STATED GOAL A - Copy out the post on ranking learning in full, word for word.

TEXT SECTION -
Ranking learning
Where I work, we have some kind of journal club where we normally share papers that we find interesting and one of us has to explain it to the rest. This week was my turn and since we had lately been talking about recommendation and information retrieval I thought that looking for a paper on Ranking would fit nicely. But instead of finding a state of the art paper, I thought it might be interesting to start simple so I decided to share the paper named "Learning to Rank using Gradient Descent" wchich is not precisely new. I started reading and quickly found out that I needed to understand the fundamentals first: Ordinal Regression. So I decided to read about it and explain it along with the paper to my coworkers.
Wikipedia has a nice entry on the topic so I am just going to copy the relevant parts and comment them when needed.
Ordinal Regression is a type of regression analysis used for predicting an ordinal variable, i.e. a variable whose value exists on an arbitrary scale where only the relative ordering between different values is significant. In the setting of a search engine, we could try to predict how relevant a document is given a specific query, for example from 1 to 5 where 1 means high relevance and 5 means low relevance. I think it is worth focusing on the linear models to understand how ordinal regression tries to solve this ranking problem.

STATED GOAL B - Output the records as a JSON list of strings, one string per line and blank lines omitted, running from the first line of the records through the line containing "x=52, y=204", both included.

[Collected data]
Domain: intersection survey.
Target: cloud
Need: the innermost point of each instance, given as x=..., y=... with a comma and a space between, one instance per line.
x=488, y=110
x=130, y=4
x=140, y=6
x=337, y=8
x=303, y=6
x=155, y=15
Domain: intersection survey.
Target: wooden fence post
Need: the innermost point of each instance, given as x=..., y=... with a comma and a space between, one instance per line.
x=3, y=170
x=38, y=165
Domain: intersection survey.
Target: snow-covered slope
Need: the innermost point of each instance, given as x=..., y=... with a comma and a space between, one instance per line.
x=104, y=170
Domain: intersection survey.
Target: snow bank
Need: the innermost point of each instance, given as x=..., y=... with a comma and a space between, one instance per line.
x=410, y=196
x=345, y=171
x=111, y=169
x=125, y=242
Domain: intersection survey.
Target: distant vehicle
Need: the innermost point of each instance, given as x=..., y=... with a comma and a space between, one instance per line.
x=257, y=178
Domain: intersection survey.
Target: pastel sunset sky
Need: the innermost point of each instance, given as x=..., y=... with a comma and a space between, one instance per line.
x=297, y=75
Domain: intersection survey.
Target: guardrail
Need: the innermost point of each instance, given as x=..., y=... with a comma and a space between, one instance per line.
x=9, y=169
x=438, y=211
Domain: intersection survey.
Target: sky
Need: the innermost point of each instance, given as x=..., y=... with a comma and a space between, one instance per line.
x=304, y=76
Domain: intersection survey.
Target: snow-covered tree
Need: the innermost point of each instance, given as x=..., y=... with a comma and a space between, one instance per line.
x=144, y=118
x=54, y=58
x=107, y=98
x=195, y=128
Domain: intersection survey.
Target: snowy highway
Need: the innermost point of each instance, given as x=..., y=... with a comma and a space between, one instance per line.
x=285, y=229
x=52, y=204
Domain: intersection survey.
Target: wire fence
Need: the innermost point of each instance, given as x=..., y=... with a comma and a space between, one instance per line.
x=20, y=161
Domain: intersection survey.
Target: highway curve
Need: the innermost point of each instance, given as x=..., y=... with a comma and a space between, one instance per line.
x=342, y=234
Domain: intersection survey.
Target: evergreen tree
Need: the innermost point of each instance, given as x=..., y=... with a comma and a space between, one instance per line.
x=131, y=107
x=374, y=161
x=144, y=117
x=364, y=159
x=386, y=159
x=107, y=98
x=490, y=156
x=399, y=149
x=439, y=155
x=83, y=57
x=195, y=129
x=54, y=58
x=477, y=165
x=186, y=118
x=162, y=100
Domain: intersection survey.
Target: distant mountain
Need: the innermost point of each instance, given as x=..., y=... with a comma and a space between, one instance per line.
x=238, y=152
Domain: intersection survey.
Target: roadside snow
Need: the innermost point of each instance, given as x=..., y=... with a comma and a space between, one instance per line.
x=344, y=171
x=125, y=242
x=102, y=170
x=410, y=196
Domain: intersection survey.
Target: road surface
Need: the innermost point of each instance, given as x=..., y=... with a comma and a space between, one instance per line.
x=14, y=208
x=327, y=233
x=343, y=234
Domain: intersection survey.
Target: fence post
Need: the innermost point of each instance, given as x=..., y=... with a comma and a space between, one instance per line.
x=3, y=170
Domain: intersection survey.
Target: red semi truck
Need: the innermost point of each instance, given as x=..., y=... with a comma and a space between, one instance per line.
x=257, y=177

FULL ANSWER A -
Ranking learning
Where I work, we have some kind of journal club where we normally share papers that we find interesting and one of us has to explain it to the rest. This week was my turn and since we had lately been talking about recommendation and information retrieval I thought that looking for a paper on Ranking would fit nicely. But instead of finding a state of the art paper, I thought it might be interesting to start simple so I decided to share the paper named "Learning to Rank using Gradient Descent" wchich is not precisely new. I started reading and quickly found out that I needed to understand the fundamentals first: Ordinal Regression. So I decided to read about it and explain it along with the paper to my coworkers.
Wikipedia has a nice entry on the topic so I am just going to copy the relevant parts and comment them when needed.
Ordinal Regression is a type of regression analysis used for predicting an ordinal variable, i.e. a variable whose value exists on an arbitrary scale where only the relative ordering between different values is significant. In the setting of a search engine, we could try to predict how relevant a document is given a specific query, for example from 1 to 5 where 1 means high relevance and 5 means low relevance. I think it is worth focusing on the linear models to understand how ordinal regression tries to solve this ranking problem.

FULL ANSWER B -
[
  "Domain: intersection survey.",
  "Target: cloud",
  "Need: the innermost point of each instance, given as x=..., y=... with a comma and a space between, one instance per line.",
  "x=488, y=110",
  "x=130, y=4",
  "x=140, y=6",
  "x=337, y=8",
  "x=303, y=6",
  "x=155, y=15",
  "Domain: intersection survey.",
  "Target: wooden fence post",
  "Need: the innermost point of each instance, given as x=..., y=... with a comma and a space between, one instance per line.",
  "x=3, y=170",
  "x=38, y=165",
  "Domain: intersection survey.",
  "Target: snow-covered slope",
  "Need: the innermost point of each instance, given as x=..., y=... with a comma and a space between, one instance per line.",
  "x=104, y=170",
  "Domain: intersection survey.",
  "Target: snow bank",
  "Need: the innermost point of each instance, given as x=..., y=... with a comma and a space between, one instance per line.",
  "x=410, y=196",
  "x=345, y=171",
  "x=111, y=169",
  "x=125, y=242",
  "Domain: intersection survey.",
  "Target: distant vehicle",
  "Need: the innermost point of each instance, given as x=..., y=... with a comma and a space between, one instance per line.",
  "x=257, y=178",
  "Domain: intersection survey.",
  "Target: pastel sunset sky",
  "Need: the innermost point of each instance, given as x=..., y=... with a comma and a space between, one instance per line.",
  "x=297, y=75",
  "Domain: intersection survey.",
  "Target: guardrail",
  "Need: the innermost point of each instance, given as x=..., y=... with a comma and a space between, one instance per line.",
  "x=9, y=169",
  "x=438, y=211",
  "Domain: intersection survey.",
  "Target: sky",
  "Need: the innermost point of each instance, given as x=..., y=... with a comma and a space between, one instance per line.",
  "x=304, y=76",
  "Domain: intersection survey.",
  "Target: snow-covered tree",
  "Need: the innermost point of each instance, given as x=..., y=... with a comma and a space between, one instance per line.",
  "x=144, y=118",
  "x=54, y=58",
  "x=107, y=98",
  "x=195, y=128",
  "Domain: intersection survey.",
  "Target: snowy highway",
  "Need: the innermost point of each instance, given as x=..., y=... with a comma and a space between, one instance per line.",
  "x=285, y=229",
  "x=52, y=204"
]